§ YOUR GOAL:
Output the entries in the stretch from the line containing "outline --target=patterned tile" through the line containing "POLYGON ((702 306, 698" as a two-column CSV with the header input,output. Give one row per entry, with its text and its answer each in a single quoted field, line breaks replaced by spaces, and the pictures left out.

§ STORED DATA:
###

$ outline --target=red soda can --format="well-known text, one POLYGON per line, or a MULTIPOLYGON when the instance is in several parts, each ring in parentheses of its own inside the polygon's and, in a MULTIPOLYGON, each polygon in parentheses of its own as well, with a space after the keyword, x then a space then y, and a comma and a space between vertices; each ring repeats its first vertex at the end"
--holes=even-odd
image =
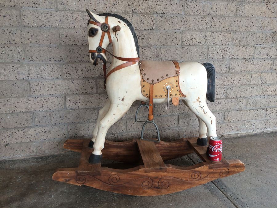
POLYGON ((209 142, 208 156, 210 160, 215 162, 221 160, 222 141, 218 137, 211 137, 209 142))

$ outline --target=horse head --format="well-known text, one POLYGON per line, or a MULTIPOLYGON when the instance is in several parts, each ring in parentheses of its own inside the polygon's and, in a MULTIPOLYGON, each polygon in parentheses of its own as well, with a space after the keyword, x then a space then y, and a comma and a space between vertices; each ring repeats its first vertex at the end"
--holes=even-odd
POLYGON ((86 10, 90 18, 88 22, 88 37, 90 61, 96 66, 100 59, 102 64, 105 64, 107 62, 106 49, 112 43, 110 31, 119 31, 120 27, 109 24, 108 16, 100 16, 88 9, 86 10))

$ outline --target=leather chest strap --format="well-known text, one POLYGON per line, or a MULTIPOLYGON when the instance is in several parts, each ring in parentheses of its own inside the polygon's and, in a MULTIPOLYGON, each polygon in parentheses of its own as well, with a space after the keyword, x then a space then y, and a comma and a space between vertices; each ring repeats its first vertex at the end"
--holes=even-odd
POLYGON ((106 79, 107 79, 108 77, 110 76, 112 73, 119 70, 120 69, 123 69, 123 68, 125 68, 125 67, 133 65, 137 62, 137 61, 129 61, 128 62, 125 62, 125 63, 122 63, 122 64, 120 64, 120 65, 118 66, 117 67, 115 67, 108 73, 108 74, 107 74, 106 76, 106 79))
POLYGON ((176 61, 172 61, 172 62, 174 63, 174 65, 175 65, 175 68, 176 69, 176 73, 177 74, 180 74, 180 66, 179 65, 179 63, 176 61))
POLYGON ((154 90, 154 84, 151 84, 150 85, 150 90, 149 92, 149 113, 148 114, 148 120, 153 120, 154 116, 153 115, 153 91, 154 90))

###

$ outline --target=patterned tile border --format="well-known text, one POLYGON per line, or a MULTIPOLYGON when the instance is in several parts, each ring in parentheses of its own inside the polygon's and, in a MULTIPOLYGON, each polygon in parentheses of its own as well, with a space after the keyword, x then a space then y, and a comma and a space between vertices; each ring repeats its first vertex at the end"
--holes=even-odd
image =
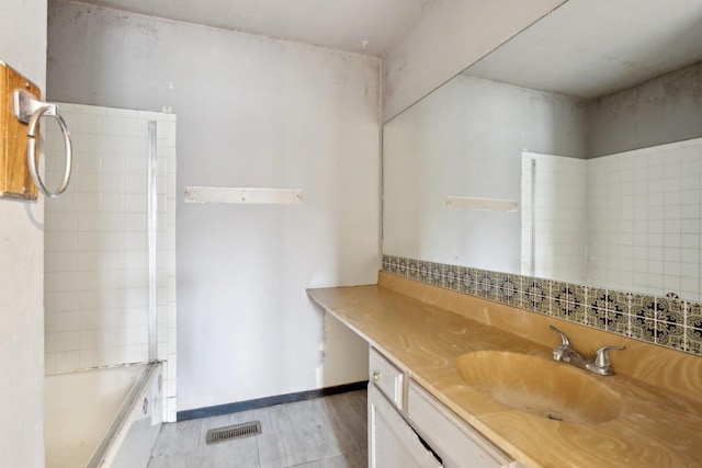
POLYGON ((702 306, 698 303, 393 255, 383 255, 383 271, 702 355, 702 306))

###

§ COMPLETE ANSWER:
input,output
"$ outline --target=patterned tile border --format=""well-known text, one POLYGON per line, or a MULTIPOLYGON when the instance is in several parts, each ring in parentheses of its own inside the polygon's and, in a MULTIPOLYGON, each polygon in parentheses of its own as well, with a space after the keyword, x then a space then y, and a comma and a space between vertices; each ring repeats its first vertex at the end"" --holes=even-odd image =","POLYGON ((702 306, 698 303, 393 255, 383 255, 383 271, 702 355, 702 306))"